** Task to carry out **
Every line from the one containing "199L23 200L11 193L12" to the one containing "109L32 115L40 113L46" in the records below, both included, must be set down exactly, and no other line.

(Data to process Opens)

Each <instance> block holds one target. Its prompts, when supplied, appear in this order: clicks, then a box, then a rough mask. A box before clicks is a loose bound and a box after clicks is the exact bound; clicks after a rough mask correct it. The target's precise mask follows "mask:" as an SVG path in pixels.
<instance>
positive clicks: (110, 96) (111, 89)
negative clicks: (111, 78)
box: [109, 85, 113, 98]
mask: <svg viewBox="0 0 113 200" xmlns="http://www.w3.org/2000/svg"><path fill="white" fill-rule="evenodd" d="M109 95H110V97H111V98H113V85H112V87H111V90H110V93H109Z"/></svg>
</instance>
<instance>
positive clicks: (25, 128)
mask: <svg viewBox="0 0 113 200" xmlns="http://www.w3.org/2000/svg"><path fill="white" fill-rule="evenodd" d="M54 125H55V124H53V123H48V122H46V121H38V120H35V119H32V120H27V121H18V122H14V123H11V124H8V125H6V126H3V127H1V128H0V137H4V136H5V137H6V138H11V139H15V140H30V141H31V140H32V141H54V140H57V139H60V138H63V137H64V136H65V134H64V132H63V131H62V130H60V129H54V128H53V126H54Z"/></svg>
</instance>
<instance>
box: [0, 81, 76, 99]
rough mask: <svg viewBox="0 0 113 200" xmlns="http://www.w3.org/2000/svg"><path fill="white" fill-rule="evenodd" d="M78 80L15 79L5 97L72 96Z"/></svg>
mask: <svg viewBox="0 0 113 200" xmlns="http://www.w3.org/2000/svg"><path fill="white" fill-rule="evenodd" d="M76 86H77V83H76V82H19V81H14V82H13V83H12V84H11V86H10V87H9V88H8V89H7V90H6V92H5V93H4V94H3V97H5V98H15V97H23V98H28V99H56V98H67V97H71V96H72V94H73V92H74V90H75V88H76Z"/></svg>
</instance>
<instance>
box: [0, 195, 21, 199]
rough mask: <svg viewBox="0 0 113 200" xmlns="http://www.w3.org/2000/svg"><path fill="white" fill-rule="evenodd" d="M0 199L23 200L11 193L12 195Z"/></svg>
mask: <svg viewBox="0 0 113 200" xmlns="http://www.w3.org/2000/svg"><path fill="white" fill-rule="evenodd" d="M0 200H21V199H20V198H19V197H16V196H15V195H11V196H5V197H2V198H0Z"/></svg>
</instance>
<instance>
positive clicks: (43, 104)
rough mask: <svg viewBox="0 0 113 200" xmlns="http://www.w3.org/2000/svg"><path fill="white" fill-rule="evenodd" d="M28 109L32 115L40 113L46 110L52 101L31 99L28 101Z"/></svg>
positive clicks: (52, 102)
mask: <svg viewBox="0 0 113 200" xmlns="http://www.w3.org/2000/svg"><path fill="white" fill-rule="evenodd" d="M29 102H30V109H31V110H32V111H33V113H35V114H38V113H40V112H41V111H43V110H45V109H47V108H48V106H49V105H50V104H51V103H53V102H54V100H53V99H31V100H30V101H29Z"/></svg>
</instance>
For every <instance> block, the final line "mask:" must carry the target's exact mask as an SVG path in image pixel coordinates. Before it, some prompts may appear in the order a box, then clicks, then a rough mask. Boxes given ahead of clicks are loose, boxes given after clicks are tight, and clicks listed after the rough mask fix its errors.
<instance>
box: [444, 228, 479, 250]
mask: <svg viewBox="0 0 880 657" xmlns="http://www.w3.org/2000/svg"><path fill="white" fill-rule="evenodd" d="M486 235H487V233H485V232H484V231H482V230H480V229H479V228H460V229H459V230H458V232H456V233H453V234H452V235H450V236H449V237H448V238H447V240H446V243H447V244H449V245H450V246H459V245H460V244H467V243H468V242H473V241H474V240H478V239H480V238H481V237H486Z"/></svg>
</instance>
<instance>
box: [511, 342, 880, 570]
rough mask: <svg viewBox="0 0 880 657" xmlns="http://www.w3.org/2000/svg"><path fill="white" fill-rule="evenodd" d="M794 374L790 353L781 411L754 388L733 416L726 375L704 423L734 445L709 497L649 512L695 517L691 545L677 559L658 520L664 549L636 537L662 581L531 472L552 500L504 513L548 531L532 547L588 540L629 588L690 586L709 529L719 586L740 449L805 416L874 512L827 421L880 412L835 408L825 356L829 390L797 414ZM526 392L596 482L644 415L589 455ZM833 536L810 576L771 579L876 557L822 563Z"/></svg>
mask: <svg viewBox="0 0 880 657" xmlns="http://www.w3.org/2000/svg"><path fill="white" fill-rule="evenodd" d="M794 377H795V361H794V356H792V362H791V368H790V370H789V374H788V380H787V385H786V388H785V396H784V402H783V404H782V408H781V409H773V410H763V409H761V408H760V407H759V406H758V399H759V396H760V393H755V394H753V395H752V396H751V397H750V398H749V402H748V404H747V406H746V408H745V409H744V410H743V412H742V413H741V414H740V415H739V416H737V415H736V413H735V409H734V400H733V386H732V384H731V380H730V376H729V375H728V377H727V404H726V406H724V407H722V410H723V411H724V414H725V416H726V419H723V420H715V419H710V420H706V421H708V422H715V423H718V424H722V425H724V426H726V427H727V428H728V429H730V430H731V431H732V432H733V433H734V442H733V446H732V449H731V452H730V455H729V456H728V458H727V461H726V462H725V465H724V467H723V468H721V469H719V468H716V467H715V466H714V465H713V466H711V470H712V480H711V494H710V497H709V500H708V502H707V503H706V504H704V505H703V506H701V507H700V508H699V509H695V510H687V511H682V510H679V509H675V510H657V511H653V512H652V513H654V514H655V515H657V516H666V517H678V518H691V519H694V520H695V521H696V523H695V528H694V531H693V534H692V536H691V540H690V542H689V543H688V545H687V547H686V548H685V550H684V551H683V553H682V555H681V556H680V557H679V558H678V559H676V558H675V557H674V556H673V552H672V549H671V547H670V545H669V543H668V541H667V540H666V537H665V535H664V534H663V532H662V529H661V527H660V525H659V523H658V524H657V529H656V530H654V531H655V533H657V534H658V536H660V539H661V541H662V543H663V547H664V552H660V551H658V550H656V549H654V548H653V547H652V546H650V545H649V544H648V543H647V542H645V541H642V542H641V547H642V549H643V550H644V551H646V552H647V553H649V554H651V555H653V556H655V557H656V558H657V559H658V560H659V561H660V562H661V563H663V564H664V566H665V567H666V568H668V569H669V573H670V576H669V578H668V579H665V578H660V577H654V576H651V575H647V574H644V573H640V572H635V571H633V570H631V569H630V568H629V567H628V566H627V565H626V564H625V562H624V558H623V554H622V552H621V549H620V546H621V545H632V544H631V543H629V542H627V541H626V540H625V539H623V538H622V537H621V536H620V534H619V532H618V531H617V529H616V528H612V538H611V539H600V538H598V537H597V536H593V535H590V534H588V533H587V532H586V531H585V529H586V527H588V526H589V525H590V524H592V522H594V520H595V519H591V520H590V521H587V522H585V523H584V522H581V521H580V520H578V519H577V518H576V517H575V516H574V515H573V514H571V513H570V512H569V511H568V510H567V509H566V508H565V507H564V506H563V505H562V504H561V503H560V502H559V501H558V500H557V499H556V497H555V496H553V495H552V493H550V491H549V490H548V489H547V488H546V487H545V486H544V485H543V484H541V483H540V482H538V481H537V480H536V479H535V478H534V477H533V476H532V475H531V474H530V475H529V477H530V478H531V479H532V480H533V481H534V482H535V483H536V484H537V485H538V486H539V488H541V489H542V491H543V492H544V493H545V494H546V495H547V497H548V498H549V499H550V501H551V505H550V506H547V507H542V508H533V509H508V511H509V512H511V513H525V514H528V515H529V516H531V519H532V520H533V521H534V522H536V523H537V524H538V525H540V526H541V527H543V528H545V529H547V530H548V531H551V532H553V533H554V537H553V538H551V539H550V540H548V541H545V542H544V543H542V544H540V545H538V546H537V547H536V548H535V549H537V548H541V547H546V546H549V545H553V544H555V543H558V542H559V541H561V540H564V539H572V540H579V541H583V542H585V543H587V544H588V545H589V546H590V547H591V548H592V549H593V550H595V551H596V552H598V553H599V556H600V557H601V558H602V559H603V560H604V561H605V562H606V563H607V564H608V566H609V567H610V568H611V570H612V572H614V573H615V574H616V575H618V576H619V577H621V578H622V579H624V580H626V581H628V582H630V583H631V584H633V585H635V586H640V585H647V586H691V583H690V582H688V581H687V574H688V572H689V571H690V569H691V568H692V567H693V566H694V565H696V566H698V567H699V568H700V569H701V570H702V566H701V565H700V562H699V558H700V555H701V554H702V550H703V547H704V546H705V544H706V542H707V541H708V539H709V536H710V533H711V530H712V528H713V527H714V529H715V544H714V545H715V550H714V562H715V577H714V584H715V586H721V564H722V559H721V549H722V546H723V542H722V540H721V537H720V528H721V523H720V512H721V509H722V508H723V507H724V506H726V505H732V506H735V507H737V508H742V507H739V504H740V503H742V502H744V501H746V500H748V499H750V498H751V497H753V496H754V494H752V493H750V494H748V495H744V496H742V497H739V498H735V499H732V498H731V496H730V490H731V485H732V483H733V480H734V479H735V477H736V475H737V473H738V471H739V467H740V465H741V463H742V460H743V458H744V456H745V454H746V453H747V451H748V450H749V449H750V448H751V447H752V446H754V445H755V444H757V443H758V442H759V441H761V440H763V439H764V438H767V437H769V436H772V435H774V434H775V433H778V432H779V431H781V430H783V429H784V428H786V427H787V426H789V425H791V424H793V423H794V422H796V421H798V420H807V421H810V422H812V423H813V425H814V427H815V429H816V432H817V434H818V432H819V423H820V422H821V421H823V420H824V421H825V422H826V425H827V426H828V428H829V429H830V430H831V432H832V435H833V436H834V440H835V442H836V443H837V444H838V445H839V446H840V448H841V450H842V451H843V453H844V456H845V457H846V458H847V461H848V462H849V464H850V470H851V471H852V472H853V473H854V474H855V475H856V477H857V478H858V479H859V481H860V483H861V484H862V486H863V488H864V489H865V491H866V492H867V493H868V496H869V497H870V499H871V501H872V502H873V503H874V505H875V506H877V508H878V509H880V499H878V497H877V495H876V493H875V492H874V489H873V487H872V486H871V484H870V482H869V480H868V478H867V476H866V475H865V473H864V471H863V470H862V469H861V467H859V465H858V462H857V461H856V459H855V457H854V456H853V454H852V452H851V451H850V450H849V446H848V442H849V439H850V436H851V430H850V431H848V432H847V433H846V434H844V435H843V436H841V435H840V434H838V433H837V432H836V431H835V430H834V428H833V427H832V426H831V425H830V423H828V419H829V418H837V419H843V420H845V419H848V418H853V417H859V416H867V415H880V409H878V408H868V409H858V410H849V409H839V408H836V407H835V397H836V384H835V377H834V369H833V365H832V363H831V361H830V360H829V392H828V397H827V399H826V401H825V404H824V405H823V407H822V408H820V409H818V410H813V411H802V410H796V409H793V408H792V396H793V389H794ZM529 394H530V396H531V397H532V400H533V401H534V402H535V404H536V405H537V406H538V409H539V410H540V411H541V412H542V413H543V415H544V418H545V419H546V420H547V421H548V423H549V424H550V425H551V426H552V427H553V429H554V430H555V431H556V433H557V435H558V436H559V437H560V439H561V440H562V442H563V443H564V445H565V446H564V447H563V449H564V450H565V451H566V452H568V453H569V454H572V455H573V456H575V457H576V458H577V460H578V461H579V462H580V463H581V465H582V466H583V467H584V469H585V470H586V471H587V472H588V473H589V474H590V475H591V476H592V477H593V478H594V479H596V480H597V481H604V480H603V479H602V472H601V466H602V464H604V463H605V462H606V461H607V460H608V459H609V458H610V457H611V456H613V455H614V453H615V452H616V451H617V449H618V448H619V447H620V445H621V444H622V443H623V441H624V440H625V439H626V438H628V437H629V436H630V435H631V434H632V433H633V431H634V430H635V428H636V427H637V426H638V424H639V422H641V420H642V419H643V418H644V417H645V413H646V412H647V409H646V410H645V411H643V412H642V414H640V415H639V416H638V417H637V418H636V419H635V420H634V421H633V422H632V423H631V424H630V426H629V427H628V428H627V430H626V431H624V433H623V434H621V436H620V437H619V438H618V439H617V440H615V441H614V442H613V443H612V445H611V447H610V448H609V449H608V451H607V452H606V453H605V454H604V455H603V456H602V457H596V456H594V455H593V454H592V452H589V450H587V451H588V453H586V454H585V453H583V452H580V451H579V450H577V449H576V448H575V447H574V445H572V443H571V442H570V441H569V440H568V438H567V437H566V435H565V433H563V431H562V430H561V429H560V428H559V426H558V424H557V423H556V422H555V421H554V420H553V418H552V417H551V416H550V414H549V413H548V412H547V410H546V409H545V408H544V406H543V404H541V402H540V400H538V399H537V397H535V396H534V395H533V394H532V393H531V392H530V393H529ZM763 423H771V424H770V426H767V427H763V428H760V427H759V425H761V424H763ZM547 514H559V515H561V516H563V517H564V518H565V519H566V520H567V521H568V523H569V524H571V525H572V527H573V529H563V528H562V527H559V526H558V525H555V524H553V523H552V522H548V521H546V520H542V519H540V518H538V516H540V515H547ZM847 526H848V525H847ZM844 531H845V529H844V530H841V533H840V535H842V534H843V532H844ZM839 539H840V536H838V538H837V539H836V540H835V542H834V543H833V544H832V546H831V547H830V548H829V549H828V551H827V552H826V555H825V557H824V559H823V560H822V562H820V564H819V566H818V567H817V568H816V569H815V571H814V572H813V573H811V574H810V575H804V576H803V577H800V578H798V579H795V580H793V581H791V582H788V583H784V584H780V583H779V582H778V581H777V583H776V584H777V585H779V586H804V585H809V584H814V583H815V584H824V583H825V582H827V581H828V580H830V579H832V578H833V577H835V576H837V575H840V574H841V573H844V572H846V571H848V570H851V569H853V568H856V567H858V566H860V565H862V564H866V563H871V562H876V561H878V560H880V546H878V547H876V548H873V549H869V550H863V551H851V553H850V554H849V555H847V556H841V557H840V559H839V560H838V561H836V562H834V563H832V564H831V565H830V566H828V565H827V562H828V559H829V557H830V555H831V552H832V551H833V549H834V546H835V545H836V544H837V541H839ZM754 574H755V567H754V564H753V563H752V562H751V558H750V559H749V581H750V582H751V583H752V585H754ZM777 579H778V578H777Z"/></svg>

(Data to process Closes)

** Completed task **
rough mask: <svg viewBox="0 0 113 200" xmlns="http://www.w3.org/2000/svg"><path fill="white" fill-rule="evenodd" d="M0 199L23 200L11 193L12 195Z"/></svg>
mask: <svg viewBox="0 0 113 200" xmlns="http://www.w3.org/2000/svg"><path fill="white" fill-rule="evenodd" d="M0 200H21V199H20V198H19V197H16V196H15V195H11V196H5V197H2V198H0Z"/></svg>
</instance>
<instance>
positive clicks: (43, 104)
rough mask: <svg viewBox="0 0 113 200" xmlns="http://www.w3.org/2000/svg"><path fill="white" fill-rule="evenodd" d="M28 109L32 115L40 113L46 110L52 101L31 99L28 101Z"/></svg>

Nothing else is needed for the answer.